◆ Raw records
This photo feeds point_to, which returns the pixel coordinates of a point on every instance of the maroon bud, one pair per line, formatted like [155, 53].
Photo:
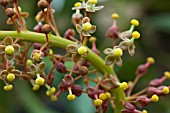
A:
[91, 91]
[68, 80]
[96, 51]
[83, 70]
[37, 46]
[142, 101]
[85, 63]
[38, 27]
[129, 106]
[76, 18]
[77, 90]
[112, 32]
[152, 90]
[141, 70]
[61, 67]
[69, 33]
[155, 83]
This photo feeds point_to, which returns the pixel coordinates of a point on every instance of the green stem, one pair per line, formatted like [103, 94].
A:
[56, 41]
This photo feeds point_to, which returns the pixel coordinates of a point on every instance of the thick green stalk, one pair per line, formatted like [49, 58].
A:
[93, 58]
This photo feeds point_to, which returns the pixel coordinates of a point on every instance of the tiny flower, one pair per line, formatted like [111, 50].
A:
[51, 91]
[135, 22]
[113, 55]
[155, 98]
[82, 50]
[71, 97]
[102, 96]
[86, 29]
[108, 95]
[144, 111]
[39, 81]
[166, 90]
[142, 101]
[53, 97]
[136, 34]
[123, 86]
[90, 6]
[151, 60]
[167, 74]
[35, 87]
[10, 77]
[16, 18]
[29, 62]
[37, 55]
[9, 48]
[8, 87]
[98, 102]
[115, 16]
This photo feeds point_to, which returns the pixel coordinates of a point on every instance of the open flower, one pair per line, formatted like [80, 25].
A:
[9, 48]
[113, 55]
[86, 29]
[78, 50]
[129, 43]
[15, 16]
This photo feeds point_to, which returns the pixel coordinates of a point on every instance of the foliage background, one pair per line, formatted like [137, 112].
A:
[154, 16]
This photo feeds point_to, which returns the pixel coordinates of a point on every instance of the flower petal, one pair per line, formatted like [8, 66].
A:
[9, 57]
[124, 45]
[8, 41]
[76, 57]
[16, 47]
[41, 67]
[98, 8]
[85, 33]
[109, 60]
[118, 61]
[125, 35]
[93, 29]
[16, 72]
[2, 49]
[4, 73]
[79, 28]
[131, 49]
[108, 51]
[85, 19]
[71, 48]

◆ Your instructions
Rewrite every one of the lines above with "pixel coordinates" changed to "image coordinates" and everything else left as it is. Leave the pictures out of your answer.

◆ Exercise output
This photo feeds point_to, which returns the image coordinates of a point on every instance of the maroon bud, one pair per line, formatted like [155, 53].
Photo:
A:
[91, 91]
[68, 80]
[96, 51]
[83, 70]
[37, 46]
[142, 101]
[85, 63]
[38, 27]
[129, 106]
[76, 18]
[77, 90]
[112, 32]
[152, 90]
[141, 70]
[61, 67]
[69, 33]
[155, 83]
This photo feeds point_to, which returns the image coordinates of a point on every instance of the green stem, one pair per line, formatted like [103, 94].
A:
[56, 41]
This photo feeds point_to, which returns the image coordinates of a point on every instance of the thick green stalk, one pair per line, formatted like [49, 58].
A:
[93, 58]
This photo feeds point_to, which returns the image coordinates of a point on every instance of the tiny flower, one pair per line, formatted like [111, 50].
A:
[51, 91]
[135, 22]
[113, 55]
[155, 98]
[82, 50]
[71, 97]
[102, 96]
[86, 29]
[108, 95]
[144, 111]
[39, 81]
[166, 90]
[142, 101]
[53, 97]
[136, 34]
[123, 86]
[90, 6]
[151, 60]
[167, 74]
[35, 87]
[10, 77]
[16, 18]
[29, 62]
[37, 55]
[9, 48]
[8, 87]
[98, 102]
[115, 16]
This photo feeds point_to, which returns the image coordinates of a point on every instance of the open flower, one pair per line, formatted like [80, 25].
A:
[9, 48]
[113, 55]
[86, 29]
[78, 50]
[129, 43]
[15, 16]
This photo feeds point_to, which returns the image coordinates of a point on every instance of the foliage background, one pair per line, formatted like [137, 112].
A:
[154, 16]
This photo feeds point_to, which returns the image coordinates of a point on every instance of the flower petal, one pair per line, formatted like [8, 66].
A:
[9, 57]
[124, 45]
[8, 41]
[76, 57]
[16, 47]
[41, 67]
[98, 8]
[85, 33]
[109, 60]
[118, 61]
[125, 35]
[93, 29]
[16, 72]
[2, 49]
[4, 73]
[79, 28]
[131, 49]
[108, 51]
[85, 19]
[71, 48]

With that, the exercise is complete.